= Michael Hirsh (journalist) =

American journalist

Michael Hirsh (born 1957) is an American journalist.
 He is a columnist for Foreign Policy.

==Early life==
He graduated magna cum laude from Tufts University in 1979 with a B.A. in philosophy. He took his graduate degree in international and public affairs at Columbia University.

==Career==
He was the former national editor for Politico. He resigned from Politico on November 22, 2016, after publishing the home addresses of white nationalist Richard B. Spencer on Facebook. Hirsh called Spencer a Nazi after Spencer declared "Hail Trump!" and "Hail our people!" at a conference in Washington, D.C., declarations in response to which audience members performed Nazi salutes.

^^^^

Directive 1: Pull out every line of the records below that contains the string "hair".

^^^^

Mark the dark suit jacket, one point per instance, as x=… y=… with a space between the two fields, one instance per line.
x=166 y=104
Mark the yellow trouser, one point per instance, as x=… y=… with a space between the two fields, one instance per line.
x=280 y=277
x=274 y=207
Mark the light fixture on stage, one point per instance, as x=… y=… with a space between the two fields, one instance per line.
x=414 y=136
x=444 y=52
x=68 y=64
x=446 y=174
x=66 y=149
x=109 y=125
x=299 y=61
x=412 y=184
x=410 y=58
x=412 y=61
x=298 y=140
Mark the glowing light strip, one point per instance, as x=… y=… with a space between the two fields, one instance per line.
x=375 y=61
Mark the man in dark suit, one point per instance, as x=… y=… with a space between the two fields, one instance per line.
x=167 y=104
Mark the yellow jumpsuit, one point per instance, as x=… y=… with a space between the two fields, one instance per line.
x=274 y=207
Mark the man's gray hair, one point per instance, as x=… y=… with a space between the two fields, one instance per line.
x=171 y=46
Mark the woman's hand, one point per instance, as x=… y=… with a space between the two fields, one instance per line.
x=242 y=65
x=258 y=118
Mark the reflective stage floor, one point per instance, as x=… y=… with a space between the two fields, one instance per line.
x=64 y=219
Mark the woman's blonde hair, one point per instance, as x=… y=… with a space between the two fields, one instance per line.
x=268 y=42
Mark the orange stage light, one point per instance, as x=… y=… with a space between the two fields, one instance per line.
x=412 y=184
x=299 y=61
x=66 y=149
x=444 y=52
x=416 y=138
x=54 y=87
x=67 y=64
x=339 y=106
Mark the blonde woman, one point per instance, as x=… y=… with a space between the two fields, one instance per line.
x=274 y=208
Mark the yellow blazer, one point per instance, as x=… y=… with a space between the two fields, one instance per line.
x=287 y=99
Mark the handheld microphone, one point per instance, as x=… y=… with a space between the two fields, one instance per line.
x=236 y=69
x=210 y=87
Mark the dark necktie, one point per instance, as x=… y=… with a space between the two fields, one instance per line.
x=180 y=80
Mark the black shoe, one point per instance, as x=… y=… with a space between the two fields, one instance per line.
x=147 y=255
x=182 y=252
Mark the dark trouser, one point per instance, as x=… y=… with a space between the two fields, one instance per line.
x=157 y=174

^^^^

Directive 2: According to the text on Michael Hirsh, from which university did he graduate magna cum laude, and in what year?

Complete output 1:
Mark the man's gray hair, one point per instance, as x=… y=… with a space between the two fields, one instance per line.
Mark the woman's blonde hair, one point per instance, as x=… y=… with a space between the two fields, one instance per line.

Complete output 2: Tufts University, in 1979.